(Entries from a dataset)
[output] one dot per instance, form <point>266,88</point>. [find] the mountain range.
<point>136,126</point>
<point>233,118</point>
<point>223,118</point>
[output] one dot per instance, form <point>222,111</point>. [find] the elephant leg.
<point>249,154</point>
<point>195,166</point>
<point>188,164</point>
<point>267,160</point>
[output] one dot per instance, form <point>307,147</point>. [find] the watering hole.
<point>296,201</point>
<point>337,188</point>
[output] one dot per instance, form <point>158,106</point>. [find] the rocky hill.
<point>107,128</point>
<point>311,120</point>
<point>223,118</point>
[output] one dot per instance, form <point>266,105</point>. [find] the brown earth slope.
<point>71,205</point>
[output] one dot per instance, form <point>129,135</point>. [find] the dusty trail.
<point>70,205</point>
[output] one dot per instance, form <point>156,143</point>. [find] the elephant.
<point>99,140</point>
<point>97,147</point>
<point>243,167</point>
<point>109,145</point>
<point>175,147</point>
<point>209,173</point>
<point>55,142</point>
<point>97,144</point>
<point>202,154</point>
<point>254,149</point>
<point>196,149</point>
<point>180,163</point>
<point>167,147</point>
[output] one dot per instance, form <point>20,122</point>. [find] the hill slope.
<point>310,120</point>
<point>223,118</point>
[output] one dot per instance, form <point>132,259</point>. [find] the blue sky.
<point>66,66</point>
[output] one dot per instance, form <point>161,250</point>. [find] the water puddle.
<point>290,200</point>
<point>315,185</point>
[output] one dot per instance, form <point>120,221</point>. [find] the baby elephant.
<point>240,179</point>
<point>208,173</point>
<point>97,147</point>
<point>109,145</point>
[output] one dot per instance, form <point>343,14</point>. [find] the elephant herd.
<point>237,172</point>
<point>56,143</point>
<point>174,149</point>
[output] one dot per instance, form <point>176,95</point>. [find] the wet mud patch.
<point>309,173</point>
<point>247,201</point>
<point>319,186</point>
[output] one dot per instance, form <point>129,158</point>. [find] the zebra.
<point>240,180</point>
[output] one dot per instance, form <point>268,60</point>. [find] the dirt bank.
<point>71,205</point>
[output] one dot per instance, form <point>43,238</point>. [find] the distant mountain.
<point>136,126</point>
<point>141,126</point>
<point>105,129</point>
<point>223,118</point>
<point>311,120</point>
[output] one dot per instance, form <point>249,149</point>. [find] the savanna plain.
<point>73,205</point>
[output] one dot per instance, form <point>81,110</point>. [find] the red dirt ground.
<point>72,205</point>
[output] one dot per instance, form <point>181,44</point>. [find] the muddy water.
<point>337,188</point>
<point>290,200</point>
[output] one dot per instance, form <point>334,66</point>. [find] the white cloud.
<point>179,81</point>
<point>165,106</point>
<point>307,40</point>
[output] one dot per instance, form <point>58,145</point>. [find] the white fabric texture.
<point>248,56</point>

■ Description of the task:
Give all the items above as a Markdown table with two columns, "No." and "Text". Put each line's number in "No." and the line itself in "Text", and leave out blank lines.

■ Answer to this problem:
| No. | Text |
|---|---|
| 1 | [output] one dot per instance, form <point>266,88</point>. [find] the mountain range. |
| 2 | <point>136,126</point> |
| 3 | <point>233,118</point> |
| 4 | <point>223,118</point> |
| 5 | [output] one dot per instance, form <point>222,111</point>. [find] the elephant leg. |
| 6 | <point>249,154</point> |
| 7 | <point>195,166</point> |
| 8 | <point>188,164</point> |
| 9 | <point>267,160</point> |
| 10 | [output] one dot per instance, form <point>307,147</point>. [find] the watering hole. |
| 11 | <point>296,201</point> |
| 12 | <point>337,188</point> |
| 13 | [output] one dot per instance, form <point>158,106</point>. [find] the rocky hill. |
| 14 | <point>107,128</point> |
| 15 | <point>311,120</point> |
| 16 | <point>223,118</point> |
| 17 | [output] one dot per instance, form <point>266,105</point>. [find] the brown earth slope. |
| 18 | <point>71,205</point> |
| 19 | [output] one dot per instance, form <point>129,135</point>. [find] the dusty trail. |
| 20 | <point>70,205</point> |
| 21 | [output] one dot per instance, form <point>156,143</point>. [find] the elephant. |
| 22 | <point>99,140</point> |
| 23 | <point>97,147</point> |
| 24 | <point>243,167</point> |
| 25 | <point>109,145</point> |
| 26 | <point>175,147</point> |
| 27 | <point>209,173</point> |
| 28 | <point>55,142</point> |
| 29 | <point>97,144</point> |
| 30 | <point>202,154</point> |
| 31 | <point>254,149</point> |
| 32 | <point>196,149</point> |
| 33 | <point>180,163</point> |
| 34 | <point>167,147</point> |
| 35 | [output] one dot per instance, form <point>20,122</point>. [find] the hill slope. |
| 36 | <point>310,120</point> |
| 37 | <point>223,118</point> |
| 38 | [output] one dot per instance, form <point>132,259</point>. [find] the blue sky. |
| 39 | <point>66,66</point> |
| 40 | [output] one dot per instance, form <point>161,250</point>. [find] the water puddle. |
| 41 | <point>290,200</point> |
| 42 | <point>315,185</point> |
| 43 | [output] one dot per instance, form <point>120,221</point>. [find] the baby elephant. |
| 44 | <point>240,179</point> |
| 45 | <point>208,173</point> |
| 46 | <point>97,147</point> |
| 47 | <point>109,145</point> |
| 48 | [output] one dot per instance, form <point>343,14</point>. [find] the elephant herd. |
| 49 | <point>237,172</point> |
| 50 | <point>56,143</point> |
| 51 | <point>174,149</point> |
| 52 | [output] one dot per instance, form <point>176,95</point>. [find] the wet mud patch. |
| 53 | <point>309,173</point> |
| 54 | <point>247,201</point> |
| 55 | <point>319,186</point> |
| 56 | [output] one dot per instance, form <point>129,158</point>. [find] the zebra. |
| 57 | <point>240,180</point> |
| 58 | [output] one dot per instance, form <point>268,60</point>. [find] the dirt bank. |
| 59 | <point>71,205</point> |
| 60 | [output] one dot per instance, form <point>43,238</point>. [find] the distant mountain. |
| 61 | <point>136,126</point> |
| 62 | <point>141,126</point> |
| 63 | <point>105,129</point> |
| 64 | <point>223,118</point> |
| 65 | <point>311,120</point> |
| 66 | [output] one dot per instance, form <point>249,149</point>. [find] the savanna plain. |
| 67 | <point>73,205</point> |
| 68 | [output] one dot per instance, form <point>81,110</point>. [find] the red dirt ground. |
| 69 | <point>72,205</point> |
| 70 | [output] one dot per instance, form <point>181,44</point>. [find] the muddy water. |
| 71 | <point>337,188</point> |
| 72 | <point>290,200</point> |
| 73 | [output] one dot per instance, form <point>334,66</point>. [find] the white cloud. |
| 74 | <point>179,81</point> |
| 75 | <point>165,106</point> |
| 76 | <point>307,40</point> |
| 77 | [output] one dot per instance, form <point>58,145</point>. [find] the white fabric texture. |
| 78 | <point>248,56</point> |